╭─ Document
Output: 34 Excel files in output/full_run/

  • 10 domain files (5 domains × 2 age groups)
  • 24 cognition files (12 tests × 2 age groups)

Run:

# Full production (3,000 students, ~12-15 hours)
python main.py --full

# Dry run (5 students, ~5 minutes)
python main.py --dry

Features:

  • Multithreaded processing (5 workers)
  • Incremental saving (safe to interrupt)
  • Resume capability (skips completed students)
  • Fail-safe mechanisms (retry logic, sub-chunking)

Progress Tracking:

  • Progress saved after each student
  • Can resume from interruption
  • Check logs file for detailed progress

Step 3: Post-Processing

Purpose: Finalize output files with:

  1. Header coloring (visual identification)
  2. Omitted value replacement
  3. Quality verification

Prerequisites:

  • Output files from Step 2
  • data/AllQuestions.xlsx (for mapping)

Run:

# Full post-processing (all 3 sub-steps)
python scripts/comprehensive_post_processor.py

# Skip specific steps
python scripts/comprehensive_post_processor.py --skip-colors
python scripts/comprehensive_post_processor.py --skip-replacement
python scripts/comprehensive_post_processor.py --skip-quality

What it does:

3.1 Header Coloring

  • 🟢 Green headers: Omission items (347 questions)
╰─
╭─ Given records
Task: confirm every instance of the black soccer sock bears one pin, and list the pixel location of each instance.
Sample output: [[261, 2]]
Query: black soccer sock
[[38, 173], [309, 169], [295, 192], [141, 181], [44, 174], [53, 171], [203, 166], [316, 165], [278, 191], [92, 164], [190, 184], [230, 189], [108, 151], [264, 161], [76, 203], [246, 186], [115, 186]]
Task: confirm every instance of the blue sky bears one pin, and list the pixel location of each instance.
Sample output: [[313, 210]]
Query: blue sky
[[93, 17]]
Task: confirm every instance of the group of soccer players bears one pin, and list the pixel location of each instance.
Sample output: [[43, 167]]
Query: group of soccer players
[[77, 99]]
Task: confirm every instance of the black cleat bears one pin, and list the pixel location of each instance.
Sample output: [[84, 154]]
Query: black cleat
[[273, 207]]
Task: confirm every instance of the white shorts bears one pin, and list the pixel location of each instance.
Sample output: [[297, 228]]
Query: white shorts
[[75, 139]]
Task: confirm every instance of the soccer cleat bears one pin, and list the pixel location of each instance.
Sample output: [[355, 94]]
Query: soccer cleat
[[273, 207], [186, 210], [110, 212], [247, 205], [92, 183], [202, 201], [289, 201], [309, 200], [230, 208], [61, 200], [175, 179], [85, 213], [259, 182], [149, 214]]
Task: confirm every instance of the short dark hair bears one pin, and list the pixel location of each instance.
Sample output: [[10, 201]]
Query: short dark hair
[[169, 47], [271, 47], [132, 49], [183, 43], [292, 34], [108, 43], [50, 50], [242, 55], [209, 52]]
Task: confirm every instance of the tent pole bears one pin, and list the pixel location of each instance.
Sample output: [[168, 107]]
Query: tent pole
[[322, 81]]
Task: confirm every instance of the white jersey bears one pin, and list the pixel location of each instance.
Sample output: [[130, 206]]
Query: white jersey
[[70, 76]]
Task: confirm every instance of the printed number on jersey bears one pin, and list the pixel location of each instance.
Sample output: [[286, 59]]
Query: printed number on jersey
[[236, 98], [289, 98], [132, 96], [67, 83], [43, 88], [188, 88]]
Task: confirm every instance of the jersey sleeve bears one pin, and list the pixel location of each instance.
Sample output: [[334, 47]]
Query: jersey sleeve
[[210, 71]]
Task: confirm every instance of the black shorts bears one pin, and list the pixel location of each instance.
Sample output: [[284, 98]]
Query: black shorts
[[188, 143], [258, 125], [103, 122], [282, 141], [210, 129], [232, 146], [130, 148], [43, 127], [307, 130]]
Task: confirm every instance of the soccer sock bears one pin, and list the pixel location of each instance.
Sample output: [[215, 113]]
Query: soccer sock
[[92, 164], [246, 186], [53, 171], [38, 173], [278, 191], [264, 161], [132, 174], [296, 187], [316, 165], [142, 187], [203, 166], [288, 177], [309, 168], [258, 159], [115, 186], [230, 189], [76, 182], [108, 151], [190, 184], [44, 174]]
╰─
Your objective:
In the pipeline instructions, change "Omission items" to "Omitted items" and write out the passage from "# Full post-processing" to "items (347 questions)" with that change.

Exercise solution:
# Full post-processing (all 3 sub-steps)
python scripts/comprehensive_post_processor.py

# Skip specific steps
python scripts/comprehensive_post_processor.py --skip-colors
python scripts/comprehensive_post_processor.py --skip-replacement
python scripts/comprehensive_post_processor.py --skip-quality

What it does:

3.1 Header Coloring

  • 🟢 Green headers: Omitted items (347 questions)